Extrait du document:
########
Vu la procédure suivante :
La société Electricité de France (EDF) a demandé au tribunal administratif de Montreuil de prononcer la décharge des cotisations supplémentaires d'impôt sur les sociétés et de contributions additionnelles à cet impôt auxquelles elle a été assujettie au titre de l'exercice clos en 2008 et de lui accorder le versement d'intérêts moratoires. Par un jugement n° 1606804 du 5 octobre 2017, ce tribunal a fait droit à cette demande.
Par un arrêt n° 18VE00387 du 28 janvier 2020, la cour administrative d'appel de Versailles a rejeté l'appel formé par le ministre de l'action et des comptes publics contre ce jugement.
Par un pourvoi et un mémoire en réplique, enregistrés les 19 mars et 26 octobre 2020 au secrétariat du contentieux du Conseil d'Etat, le ministre de l'action et des comptes publics puis le ministre de l'économie, des finances et de la relance demandent au Conseil d'Etat d'annuler cet arrêt.
########
Consigne écrite 1: Recopiez sans rien changer les lignes du jeu de données qui suivent, à partir de celle qui contient « Which pixel lies on the gravel » et jusqu'à la toute dernière ligne, ces deux bornes comprises. Laissez les images hors de votre réponse.

(Enregistrements du jeu de données)
########
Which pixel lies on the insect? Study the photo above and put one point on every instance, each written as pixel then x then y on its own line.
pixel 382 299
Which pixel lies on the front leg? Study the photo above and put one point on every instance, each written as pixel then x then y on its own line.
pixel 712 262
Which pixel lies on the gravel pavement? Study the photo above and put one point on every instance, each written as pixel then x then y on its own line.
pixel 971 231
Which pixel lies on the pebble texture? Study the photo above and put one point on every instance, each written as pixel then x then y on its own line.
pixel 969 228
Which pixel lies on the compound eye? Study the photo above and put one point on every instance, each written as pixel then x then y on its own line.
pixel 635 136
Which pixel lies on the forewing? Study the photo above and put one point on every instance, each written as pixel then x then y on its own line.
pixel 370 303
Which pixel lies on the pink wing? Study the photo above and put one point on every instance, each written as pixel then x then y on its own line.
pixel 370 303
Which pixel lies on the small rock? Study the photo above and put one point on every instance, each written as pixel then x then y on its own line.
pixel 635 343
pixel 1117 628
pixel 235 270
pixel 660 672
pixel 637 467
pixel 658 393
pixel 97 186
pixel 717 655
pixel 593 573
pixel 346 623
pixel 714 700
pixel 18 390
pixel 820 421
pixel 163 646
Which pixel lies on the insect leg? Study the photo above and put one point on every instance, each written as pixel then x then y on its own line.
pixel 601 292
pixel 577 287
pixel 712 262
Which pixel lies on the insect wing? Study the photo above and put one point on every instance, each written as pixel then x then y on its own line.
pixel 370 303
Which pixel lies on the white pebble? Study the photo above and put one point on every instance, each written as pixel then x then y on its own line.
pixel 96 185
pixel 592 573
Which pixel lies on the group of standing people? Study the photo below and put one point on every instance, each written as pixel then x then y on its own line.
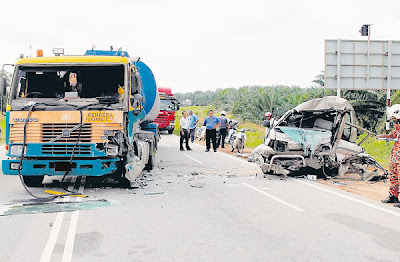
########
Consigne écrite 2: Redonnez intégralement et à l'identique l'extrait sur le litige fiscal d'EDF.

Réponse rédigée 1:
Which pixel lies on the gravel pavement? Study the photo above and put one point on every instance, each written as pixel then x then y on its own line.
pixel 971 231
Which pixel lies on the pebble texture? Study the photo above and put one point on every instance, each written as pixel then x then y on its own line.
pixel 969 228
Which pixel lies on the compound eye? Study the photo above and put one point on every instance, each written as pixel then x then y on its own line.
pixel 635 136
Which pixel lies on the forewing? Study the photo above and put one point on every instance, each written as pixel then x then y on its own line.
pixel 370 303
Which pixel lies on the pink wing? Study the photo above and put one point on every instance, each written as pixel then x then y on its own line.
pixel 370 303
Which pixel lies on the small rock? Study the photo above and put one point on every instance, each written as pixel then x then y on its own line.
pixel 635 343
pixel 1117 628
pixel 235 270
pixel 660 672
pixel 637 467
pixel 658 393
pixel 97 186
pixel 717 655
pixel 593 573
pixel 346 623
pixel 714 700
pixel 18 390
pixel 820 421
pixel 163 646
Which pixel lies on the insect leg? Study the photo above and put one point on every instance, each written as pixel then x then y on its own line.
pixel 601 292
pixel 577 287
pixel 712 262
Which pixel lies on the insect wing? Study the photo above and put one point on every instance, each written as pixel then x then y on its own line.
pixel 370 303
Which pixel lies on the white pebble? Study the photo above and put one point on every instance, each written as pixel then x then y on its own line.
pixel 96 185
pixel 592 573
Which pixel lies on the group of standing people? Study the photo below and put one point on every instance, each written as pixel then x then y on its own line.

Réponse rédigée 2:
Vu la procédure suivante :
La société Electricité de France (EDF) a demandé au tribunal administratif de Montreuil de prononcer la décharge des cotisations supplémentaires d'impôt sur les sociétés et de contributions additionnelles à cet impôt auxquelles elle a été assujettie au titre de l'exercice clos en 2008 et de lui accorder le versement d'intérêts moratoires. Par un jugement n° 1606804 du 5 octobre 2017, ce tribunal a fait droit à cette demande.
Par un arrêt n° 18VE00387 du 28 janvier 2020, la cour administrative d'appel de Versailles a rejeté l'appel formé par le ministre de l'action et des comptes publics contre ce jugement.
Par un pourvoi et un mémoire en réplique, enregistrés les 19 mars et 26 octobre 2020 au secrétariat du contentieux du Conseil d'Etat, le ministre de l'action et des comptes publics puis le ministre de l'économie, des finances et de la relance demandent au Conseil d'Etat d'annuler cet arrêt.